# The tasks
A – Reproduce the full Imperial description word for word.
B – List each line in the records that contains the string "building", treating uppercase and lowercase as distinct.

# Page text
As usual, I will make my standard statement about hoping that the owner holds documentation to verify the mileage. Leaving that claim aside, the Imperial does present very well. The black paint has a nice shine to it, and the chrome and trim look to also be in fantastic condition. When I first looked at the photos of the car I thought that there were a couple of pretty decent scratches in the paint, one on the deck-lid, and another to the right of the rear window. It turns out that these are reflections of something in the immediate vicinity of the car, that’s how well the paint reflects its surrounds.

Under the hood are a 440ci V8 engine and TorqueFlite transmission. You also get power steering, power brakes, and air conditioning. What we can see under the hood looks very clean, with no sign of any rattle can work, or use of detailing sprays and polishes. What you get is a clean and tidy engine bay that looks exactly as it should on a well cared for, low mileage car. One interesting item that the owner points out is the fact that the original tires were still fitted to the car until only a few years ago. These were updated, but he still retains the original tires and will include them in the sale if the new owner wants them.

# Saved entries
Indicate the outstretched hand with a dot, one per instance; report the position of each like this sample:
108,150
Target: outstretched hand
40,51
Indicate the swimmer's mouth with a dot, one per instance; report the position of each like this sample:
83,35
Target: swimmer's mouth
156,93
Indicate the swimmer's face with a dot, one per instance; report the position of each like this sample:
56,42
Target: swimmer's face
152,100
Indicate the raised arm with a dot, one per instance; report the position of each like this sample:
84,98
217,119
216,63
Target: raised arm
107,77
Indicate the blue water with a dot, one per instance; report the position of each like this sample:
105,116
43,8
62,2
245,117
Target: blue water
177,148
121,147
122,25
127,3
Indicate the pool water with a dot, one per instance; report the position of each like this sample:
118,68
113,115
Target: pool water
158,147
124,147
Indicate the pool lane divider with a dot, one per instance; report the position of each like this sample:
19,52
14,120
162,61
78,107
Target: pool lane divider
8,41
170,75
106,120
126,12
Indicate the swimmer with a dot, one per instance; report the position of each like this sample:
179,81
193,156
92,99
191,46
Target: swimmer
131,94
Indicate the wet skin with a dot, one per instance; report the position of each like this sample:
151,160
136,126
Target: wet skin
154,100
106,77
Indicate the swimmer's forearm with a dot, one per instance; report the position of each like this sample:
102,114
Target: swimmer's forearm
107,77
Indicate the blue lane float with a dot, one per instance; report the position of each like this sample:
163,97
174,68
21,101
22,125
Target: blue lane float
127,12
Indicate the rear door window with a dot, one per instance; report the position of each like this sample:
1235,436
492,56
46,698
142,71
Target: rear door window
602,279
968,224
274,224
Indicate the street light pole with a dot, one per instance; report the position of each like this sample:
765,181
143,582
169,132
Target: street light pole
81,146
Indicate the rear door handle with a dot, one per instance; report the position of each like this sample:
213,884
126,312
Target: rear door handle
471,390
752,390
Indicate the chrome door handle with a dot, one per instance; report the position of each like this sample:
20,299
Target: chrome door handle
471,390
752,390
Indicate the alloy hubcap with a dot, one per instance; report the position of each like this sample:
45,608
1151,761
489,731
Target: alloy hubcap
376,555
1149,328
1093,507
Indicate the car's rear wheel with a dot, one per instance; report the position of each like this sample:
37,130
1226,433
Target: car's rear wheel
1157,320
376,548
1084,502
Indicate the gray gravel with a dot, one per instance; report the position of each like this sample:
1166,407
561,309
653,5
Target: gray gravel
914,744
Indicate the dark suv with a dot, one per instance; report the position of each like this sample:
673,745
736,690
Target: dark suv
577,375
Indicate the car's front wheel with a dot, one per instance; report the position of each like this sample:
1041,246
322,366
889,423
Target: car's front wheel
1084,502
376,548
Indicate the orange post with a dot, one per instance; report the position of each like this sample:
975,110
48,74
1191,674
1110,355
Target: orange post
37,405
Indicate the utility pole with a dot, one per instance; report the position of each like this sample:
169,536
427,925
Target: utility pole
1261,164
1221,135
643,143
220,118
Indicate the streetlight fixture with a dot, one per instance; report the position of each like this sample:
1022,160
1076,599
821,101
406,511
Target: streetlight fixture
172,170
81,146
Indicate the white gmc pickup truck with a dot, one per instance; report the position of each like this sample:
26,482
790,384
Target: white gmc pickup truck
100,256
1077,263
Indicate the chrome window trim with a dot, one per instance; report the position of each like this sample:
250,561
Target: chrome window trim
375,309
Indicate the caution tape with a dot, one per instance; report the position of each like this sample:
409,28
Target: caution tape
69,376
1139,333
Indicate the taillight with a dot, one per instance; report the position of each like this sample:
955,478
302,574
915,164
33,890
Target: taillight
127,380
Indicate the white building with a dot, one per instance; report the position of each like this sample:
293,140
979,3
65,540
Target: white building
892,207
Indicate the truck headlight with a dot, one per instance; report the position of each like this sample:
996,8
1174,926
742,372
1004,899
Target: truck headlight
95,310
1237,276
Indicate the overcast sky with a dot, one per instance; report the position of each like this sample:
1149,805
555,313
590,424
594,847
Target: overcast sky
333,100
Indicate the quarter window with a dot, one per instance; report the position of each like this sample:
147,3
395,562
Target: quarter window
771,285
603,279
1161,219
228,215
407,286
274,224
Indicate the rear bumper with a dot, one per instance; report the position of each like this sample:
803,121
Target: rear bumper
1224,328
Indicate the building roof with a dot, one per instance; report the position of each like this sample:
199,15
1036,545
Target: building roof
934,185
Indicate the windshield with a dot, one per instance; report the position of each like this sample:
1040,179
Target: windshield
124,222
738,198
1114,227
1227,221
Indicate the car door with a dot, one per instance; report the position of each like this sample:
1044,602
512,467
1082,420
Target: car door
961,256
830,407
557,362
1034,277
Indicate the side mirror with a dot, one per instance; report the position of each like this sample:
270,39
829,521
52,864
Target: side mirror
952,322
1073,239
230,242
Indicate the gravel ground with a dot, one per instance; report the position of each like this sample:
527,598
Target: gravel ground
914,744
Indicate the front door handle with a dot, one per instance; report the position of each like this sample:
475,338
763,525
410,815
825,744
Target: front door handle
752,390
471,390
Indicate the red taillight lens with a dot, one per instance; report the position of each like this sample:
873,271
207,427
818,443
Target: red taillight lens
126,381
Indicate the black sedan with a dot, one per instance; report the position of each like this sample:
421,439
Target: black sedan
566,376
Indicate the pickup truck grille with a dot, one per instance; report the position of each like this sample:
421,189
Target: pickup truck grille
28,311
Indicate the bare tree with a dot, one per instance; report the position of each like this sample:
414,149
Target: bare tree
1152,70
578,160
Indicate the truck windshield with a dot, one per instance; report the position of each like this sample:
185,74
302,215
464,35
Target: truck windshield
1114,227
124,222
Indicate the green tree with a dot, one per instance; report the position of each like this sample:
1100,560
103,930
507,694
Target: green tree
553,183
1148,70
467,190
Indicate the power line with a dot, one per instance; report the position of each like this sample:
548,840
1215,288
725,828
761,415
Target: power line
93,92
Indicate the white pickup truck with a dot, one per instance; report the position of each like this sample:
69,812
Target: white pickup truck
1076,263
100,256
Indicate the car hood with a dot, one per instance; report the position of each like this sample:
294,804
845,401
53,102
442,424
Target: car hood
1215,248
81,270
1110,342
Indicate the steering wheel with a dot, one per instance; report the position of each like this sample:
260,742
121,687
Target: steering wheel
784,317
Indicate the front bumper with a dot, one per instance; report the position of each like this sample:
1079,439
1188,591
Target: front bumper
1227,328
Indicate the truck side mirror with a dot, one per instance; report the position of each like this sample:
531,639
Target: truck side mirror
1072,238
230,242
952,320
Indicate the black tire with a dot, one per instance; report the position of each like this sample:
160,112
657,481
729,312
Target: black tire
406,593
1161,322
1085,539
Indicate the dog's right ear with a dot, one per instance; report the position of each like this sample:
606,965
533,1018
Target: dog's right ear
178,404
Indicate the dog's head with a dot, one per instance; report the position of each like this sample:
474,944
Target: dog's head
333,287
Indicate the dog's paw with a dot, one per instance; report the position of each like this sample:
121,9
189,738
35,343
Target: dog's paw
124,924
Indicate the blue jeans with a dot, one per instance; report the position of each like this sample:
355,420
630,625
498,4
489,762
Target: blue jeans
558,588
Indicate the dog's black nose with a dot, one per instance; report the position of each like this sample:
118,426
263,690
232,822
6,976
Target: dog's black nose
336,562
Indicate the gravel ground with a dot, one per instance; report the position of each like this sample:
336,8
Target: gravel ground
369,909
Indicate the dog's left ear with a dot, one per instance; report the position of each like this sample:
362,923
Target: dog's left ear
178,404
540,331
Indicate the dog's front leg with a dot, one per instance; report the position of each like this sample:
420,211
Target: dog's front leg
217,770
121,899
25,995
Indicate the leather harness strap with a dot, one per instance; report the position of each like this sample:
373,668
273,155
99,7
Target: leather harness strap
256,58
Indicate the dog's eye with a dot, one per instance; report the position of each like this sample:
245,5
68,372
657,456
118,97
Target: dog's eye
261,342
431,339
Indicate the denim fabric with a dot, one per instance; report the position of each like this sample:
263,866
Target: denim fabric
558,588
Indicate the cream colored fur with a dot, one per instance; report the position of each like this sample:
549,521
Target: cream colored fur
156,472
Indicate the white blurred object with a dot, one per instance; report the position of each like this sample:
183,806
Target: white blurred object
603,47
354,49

# Responses
A –
As usual, I will make my standard statement about hoping that the owner holds documentation to verify the mileage. Leaving that claim aside, the Imperial does present very well. The black paint has a nice shine to it, and the chrome and trim look to also be in fantastic condition. When I first looked at the photos of the car I thought that there were a couple of pretty decent scratches in the paint, one on the deck-lid, and another to the right of the rear window. It turns out that these are reflections of something in the immediate vicinity of the car, that’s how well the paint reflects its surrounds.

Under the hood are a 440ci V8 engine and TorqueFlite transmission. You also get power steering, power brakes, and air conditioning. What we can see under the hood looks very clean, with no sign of any rattle can work, or use of detailing sprays and polishes. What you get is a clean and tidy engine bay that looks exactly as it should on a well cared for, low mileage car. One interesting item that the owner points out is the fact that the original tires were still fitted to the car until only a few years ago. These were updated, but he still retains the original tires and will include them in the sale if the new owner wants them.

B –
Indicate the white building with a dot, one per instance; report the position of each like this sample:
Target: white building
Indicate the building roof with a dot, one per instance; report the position of each like this sample:
Target: building roof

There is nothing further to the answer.